● **Text passage**:

# MJ Glycerin drops/extract



## marijuana~momma (Jun 13, 2008)

I had gotten some extract that is actually in a glycerin form, it was made by working together with vodka, but that is all I know. Does anybody know how to make it into the glycerin drops, they are HUGELY helpful, and I wanted to make some of my own! Thanks for your help. I have found the glycerin formula works faster and better than the regular extract. Love to hear your feedback...


----------



## marijuana~momma (Jun 16, 2008)

Not everybody at once now..... lol 
Show me what ya got! Info-wise......... haha
thanks


----------



## marijuana~momma (Jun 18, 2008)

Anybody at all know anything about the glycerin extract? Any knowledge you wanna drop on me??? 

Thanks a million


----------



## t dub c (Jun 18, 2008)

All I know is I put a ounce of bud in a jar, and mixed in a little bottle of food grade glycerin. Then I let it sit for like 2 months, shaking every few days, then pressed all the liquid I put in out, and walllahh thc drops. I think I found that formula on here? Fucking killer shit.


----------



## stoner408 (Jun 18, 2008)

goddamnit does this really work?? i keep hearing mixed things. fdd said he even tried it and it didnt work


----------



## t dub c (Jun 18, 2008)

stoner408 said:


> goddamnit does this really work?? i keep hearing mixed things. fdd said he even tried it and it didnt work


My mix fucked me up like lots of brownies would, it works. It also works with ever clear. But you have to boil it down a bit afterwards.


----------



## stoner408 (Jun 18, 2008)

ive been wanting to do this so bad. but i dont want to use any liqour,im not a drinker.

from my understanding you just need food based glycerin correct?

● **Material for the task**:

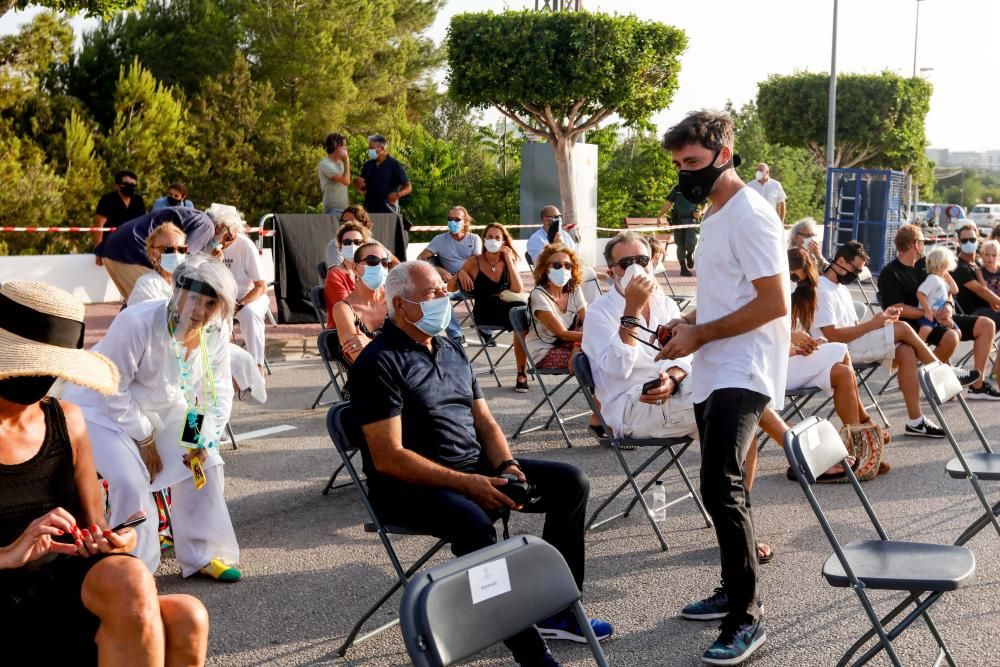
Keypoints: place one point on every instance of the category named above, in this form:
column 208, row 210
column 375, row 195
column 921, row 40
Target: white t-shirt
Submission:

---

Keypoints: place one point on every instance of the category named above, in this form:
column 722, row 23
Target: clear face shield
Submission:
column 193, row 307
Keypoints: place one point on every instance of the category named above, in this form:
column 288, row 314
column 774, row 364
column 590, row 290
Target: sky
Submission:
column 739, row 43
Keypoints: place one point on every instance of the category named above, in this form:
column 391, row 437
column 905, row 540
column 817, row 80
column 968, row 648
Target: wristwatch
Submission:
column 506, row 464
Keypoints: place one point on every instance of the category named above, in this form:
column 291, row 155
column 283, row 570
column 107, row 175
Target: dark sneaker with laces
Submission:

● **Exercises to complete**:
a. Please locate each line in the entries that contains the string "Target", paying attention to case, and copy those lines.
b. Write a continuation of the glycerin extract thread that picks up after its final post.
The entries have no connection to the glycerin extract thread.

● **Task responses**:
a.
Target: white t-shirt
Target: clear face shield
Target: sky
Target: wristwatch
Target: dark sneaker with laces

b.
i also read that other thread about this


----------



## t dub c (Jun 18, 2008)

stoner408 said:


> ive been wanting to do this so bad. but i dont want to use any liqour,im not a drinker.
> 
> from my understanding you just need food based glycerin correct?
> 
> i also read that other thread about this


The stuff I used said food grade glycerin, and it worked just as good as the everclear.


----------



## stoner408 (Jun 18, 2008)

i need more proof i dont want to just waste any weed


----------



## stoner408 (Jun 18, 2008)

do you take the drops under your tongue?


----------



## marijuana~momma (Jun 19, 2008)

Definately works quicker when you disolve it under the tongue, but here is a question.....

How in the hell did you extract the thc without using the alcohol with the glycerin, I have not heard of being able to successfully draw out the thc with just glycerin, I am curious.

And the alcohol you use, basically gives it a base, and nothing more, you aren't going to get wasted on it, and will barely notice the alcohol, you don't really use that much of it.

But hell yah, tell me more, I would be interested in learning about how you did the extract without the alcohol.


----------



## stoner408 (Jun 19, 2008)

i keep hearing everyone is using everclear

however it is illegal in california


----------



## marijuana~momma (Jun 19, 2008)

Just a vodka base right? You can use pretty much whatever is your fav! And why is it illegal in cali, you serious??

That is odd


----------



## stoner408 (Jun 19, 2008)

i have no clue why it is illegal . damnit i really want to try this.


----------



## marijuana~momma (Jun 19, 2008)

Well, how would they find out exactly?? I mean I keep my extract in small extract jars with a dropper in the lid, how would they find that?

Has some wonderful uses, but i have never used enough of it from the extract to try and get high, I have used it in combination with smoking it, added a very nice buzz, but again it all depends on the kind of bud you use, for the extract, what exactly you end up with...

Oh the possibilities!


----------



## marijuana~momma (Jun 20, 2008)

*bump, Bump, Bump, Bump It Up*


----------



## stoner408 (Jun 20, 2008)

anyone else try making the extract?


----------



## dakevs (Jun 22, 2008)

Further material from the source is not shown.